- _EXCERPTED PASSAGE_:

· · ·

Fair Use, the Internet Archive and the Public Domain (+ opportunities)
In this email...our latest episode + links to artist opportunities.
Our new episode: Fair Use, The Internet Archive and the Public Domain
Find it on our website. Listen or read the transcript. You can also listen on Apple, Spotify, and elsewhere, or subscribe to our RSS feed.
In this season of the podcast we’re working in collaboration with the Engelberg Center on Innovation Law and Policy at NYU Law. In addition to our usual crop of artists and programmers we’re adding in legal scholars to help us unpack some of the thorny issues for those working in art and code as they unleash their work into the world.
When you look for creative work online without any restrictions on what you can do with it, you’re looking for work that is part of what we call the public domain. That’s the term for creative works that are completely unrestricted for re-use.

· · ·

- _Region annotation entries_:

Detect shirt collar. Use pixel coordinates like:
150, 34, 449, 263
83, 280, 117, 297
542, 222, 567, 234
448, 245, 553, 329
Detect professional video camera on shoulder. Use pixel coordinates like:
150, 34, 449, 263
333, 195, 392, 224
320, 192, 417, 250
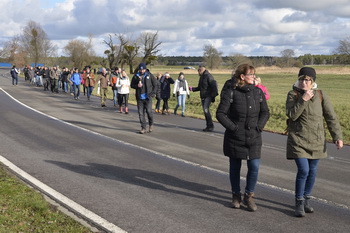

· · ·

- _DIRECTIVES_:
A. List the topics named in the title of the new episode announced in the podcast newsletter.
B. Carry on the podcast newsletter about fair use and the public domain, picking up after its final sentence.
The rows have no role here.

- _TASK RESULTS_:
A. Fair Use, the Internet Archive, and the Public Domain

B.
We can think of the public domain as a common good. There is no copyright, no ownership by an individual or entity. Anyone may use the work without getting any permission or other approval. Works older than a particular time period are automatically in the public domain - we can think of Shakespeare’s work, or greek statues for example. But also works where the artist signed away their rights, or works where the copyright expired, and works where the artist specifically allows reuse or works that are not allowed to be copyrighted for various reasons. For example, a lot of US Government works are in the public domain.
In this episode we speak with Brewster Kahle, the Founder and Chief Librarian of the Internet Archive, a nonprofit digital library in San Francisco, California. In the words of Brewster Kahle, the Internet Archive aims to be “the Library of Alexandria for the digital age.” It holds millions of videos, software, books, images, concert recordings, and hundreds of billions of archived websites.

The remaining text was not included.